» Data extracted from a collection
BEGIN
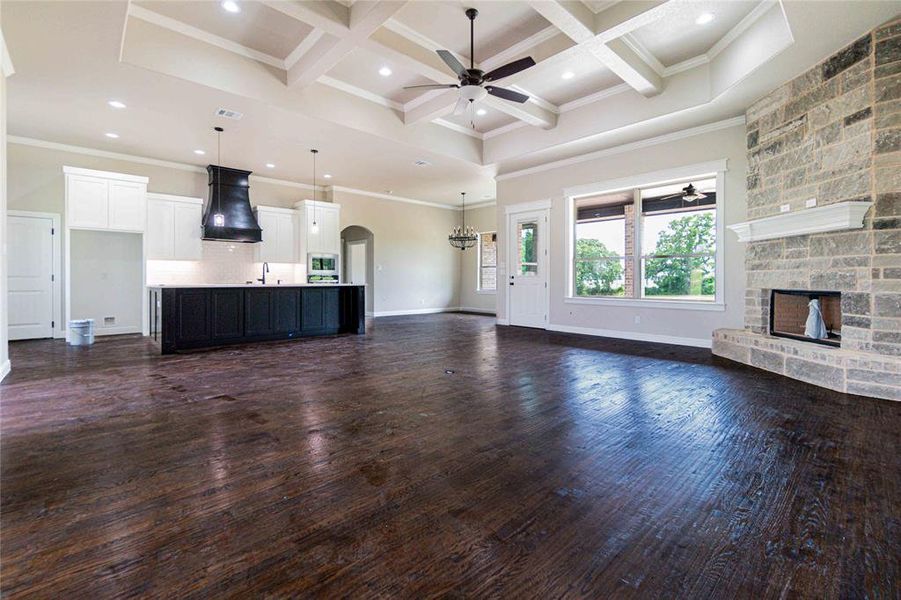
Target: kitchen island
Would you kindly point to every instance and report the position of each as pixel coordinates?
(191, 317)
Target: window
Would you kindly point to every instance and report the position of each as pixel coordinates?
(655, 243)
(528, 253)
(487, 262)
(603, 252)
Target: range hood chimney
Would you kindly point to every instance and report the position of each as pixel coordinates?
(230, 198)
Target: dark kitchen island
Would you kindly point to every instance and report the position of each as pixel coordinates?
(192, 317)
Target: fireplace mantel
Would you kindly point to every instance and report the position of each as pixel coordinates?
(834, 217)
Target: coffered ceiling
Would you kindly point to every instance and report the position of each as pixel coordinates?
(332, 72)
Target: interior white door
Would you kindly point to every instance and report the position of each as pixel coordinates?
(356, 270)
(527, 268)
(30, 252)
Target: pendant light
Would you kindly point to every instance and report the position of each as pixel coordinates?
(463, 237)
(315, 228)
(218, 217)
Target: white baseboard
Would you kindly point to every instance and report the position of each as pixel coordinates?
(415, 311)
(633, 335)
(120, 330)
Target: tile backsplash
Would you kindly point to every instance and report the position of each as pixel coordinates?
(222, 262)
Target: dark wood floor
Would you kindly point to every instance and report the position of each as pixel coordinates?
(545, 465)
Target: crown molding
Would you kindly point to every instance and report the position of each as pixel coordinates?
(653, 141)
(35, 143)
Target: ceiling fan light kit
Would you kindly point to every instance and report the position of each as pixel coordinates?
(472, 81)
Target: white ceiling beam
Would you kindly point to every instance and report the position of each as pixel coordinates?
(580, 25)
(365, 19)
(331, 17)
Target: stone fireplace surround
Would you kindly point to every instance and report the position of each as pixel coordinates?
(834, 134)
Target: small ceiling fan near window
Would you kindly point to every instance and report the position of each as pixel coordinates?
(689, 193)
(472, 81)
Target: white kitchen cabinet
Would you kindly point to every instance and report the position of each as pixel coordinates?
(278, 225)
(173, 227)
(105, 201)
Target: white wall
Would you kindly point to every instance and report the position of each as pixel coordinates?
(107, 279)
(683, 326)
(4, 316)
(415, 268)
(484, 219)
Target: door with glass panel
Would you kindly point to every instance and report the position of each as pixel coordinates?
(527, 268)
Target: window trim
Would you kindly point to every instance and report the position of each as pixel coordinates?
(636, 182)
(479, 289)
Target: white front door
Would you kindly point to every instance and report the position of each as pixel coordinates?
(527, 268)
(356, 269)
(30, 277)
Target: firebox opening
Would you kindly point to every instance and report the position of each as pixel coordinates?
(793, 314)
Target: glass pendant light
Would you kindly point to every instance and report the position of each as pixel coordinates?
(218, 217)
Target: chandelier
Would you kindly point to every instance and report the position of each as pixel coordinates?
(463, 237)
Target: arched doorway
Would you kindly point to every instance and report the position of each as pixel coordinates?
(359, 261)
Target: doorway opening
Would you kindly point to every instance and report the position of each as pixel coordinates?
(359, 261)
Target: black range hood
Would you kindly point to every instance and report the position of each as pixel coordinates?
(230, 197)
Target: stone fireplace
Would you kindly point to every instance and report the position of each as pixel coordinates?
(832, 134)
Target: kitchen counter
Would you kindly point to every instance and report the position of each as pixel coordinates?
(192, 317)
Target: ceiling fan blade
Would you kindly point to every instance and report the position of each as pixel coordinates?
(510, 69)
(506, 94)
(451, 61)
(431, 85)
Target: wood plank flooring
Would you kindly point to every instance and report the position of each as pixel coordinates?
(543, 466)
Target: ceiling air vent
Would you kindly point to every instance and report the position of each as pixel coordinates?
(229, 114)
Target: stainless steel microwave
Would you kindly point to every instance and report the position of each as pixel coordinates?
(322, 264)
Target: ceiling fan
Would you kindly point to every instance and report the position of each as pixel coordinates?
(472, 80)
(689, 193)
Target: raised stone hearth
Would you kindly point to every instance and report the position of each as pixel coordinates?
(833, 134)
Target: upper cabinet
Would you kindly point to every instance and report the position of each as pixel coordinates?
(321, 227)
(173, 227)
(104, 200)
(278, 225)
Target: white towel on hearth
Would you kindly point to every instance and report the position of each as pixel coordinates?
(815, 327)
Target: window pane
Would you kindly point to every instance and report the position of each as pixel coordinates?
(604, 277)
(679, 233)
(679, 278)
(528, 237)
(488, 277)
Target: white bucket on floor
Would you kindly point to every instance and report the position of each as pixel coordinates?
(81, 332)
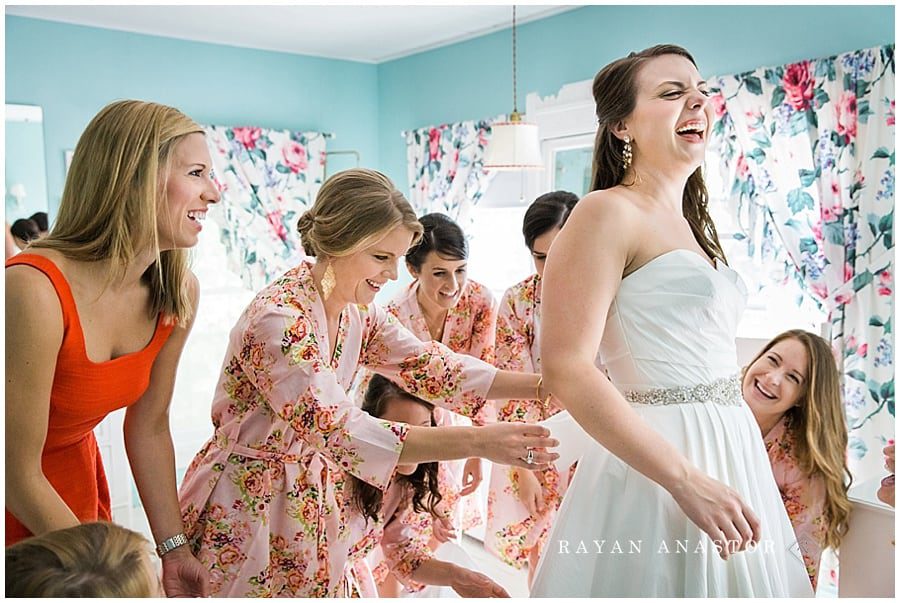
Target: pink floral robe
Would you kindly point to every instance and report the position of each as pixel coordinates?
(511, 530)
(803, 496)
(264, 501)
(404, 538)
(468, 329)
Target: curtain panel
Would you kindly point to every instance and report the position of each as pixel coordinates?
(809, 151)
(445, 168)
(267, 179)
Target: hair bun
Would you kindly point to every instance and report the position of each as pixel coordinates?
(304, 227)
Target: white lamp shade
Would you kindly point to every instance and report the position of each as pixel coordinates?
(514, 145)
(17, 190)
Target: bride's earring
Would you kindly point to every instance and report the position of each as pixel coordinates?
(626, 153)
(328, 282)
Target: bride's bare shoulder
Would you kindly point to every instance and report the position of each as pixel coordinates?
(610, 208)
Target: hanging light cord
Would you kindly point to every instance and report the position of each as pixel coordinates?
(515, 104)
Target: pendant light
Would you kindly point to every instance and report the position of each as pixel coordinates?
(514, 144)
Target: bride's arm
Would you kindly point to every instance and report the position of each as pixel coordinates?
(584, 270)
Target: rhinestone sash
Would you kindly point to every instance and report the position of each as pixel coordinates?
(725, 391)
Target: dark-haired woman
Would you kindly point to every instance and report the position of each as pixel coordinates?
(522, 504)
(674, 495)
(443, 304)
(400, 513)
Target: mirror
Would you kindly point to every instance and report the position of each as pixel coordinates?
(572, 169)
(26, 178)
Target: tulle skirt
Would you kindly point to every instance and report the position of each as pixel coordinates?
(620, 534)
END
BEGIN
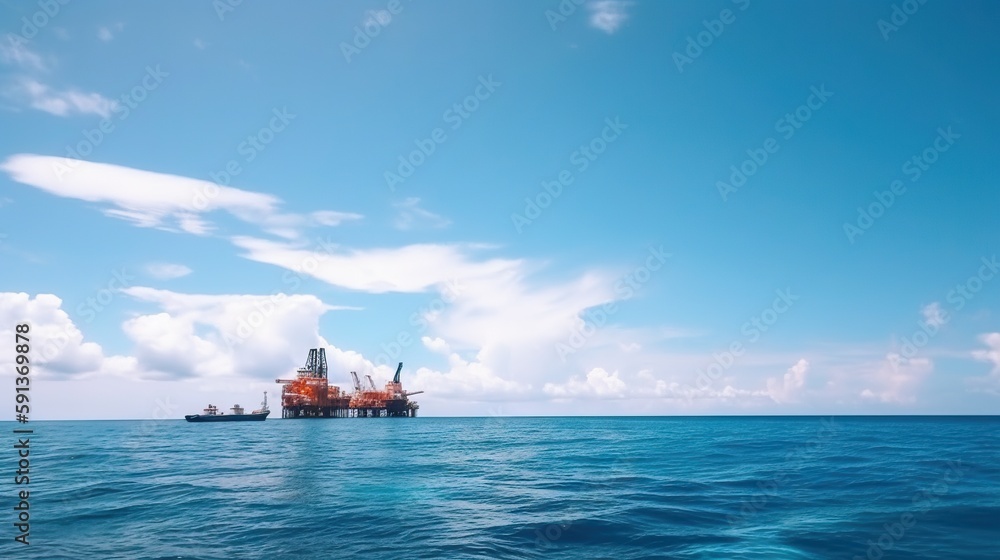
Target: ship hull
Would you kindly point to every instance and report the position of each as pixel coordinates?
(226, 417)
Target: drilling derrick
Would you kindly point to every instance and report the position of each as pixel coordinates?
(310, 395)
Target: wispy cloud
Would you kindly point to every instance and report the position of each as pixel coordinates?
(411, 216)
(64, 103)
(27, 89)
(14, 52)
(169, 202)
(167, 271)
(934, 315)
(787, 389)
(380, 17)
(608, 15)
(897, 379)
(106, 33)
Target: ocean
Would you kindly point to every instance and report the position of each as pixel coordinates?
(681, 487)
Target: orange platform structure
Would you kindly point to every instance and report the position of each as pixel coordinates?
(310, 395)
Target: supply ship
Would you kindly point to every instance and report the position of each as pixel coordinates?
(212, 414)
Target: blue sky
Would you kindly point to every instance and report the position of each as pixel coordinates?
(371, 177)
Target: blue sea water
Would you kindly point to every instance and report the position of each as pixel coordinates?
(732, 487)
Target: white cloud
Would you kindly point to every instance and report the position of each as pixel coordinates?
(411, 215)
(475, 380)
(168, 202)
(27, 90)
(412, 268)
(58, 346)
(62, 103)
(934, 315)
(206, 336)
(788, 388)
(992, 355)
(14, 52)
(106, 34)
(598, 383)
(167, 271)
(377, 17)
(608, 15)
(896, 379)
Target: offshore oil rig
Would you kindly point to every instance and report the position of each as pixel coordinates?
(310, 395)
END
» Work order
Using the entries above, repeat only the lines from the one containing "Target: hair bun" through the one containing "Target: bride's earring", end lines included.

» Expected output
Target: hair bun
Would you kindly point to every instance and report the position of each as pixel coordinates?
(304, 227)
Target: white lamp shade
Would you kindly point to every instance and report the position of each as pixel coordinates?
(514, 145)
(17, 190)
Target: bride's earring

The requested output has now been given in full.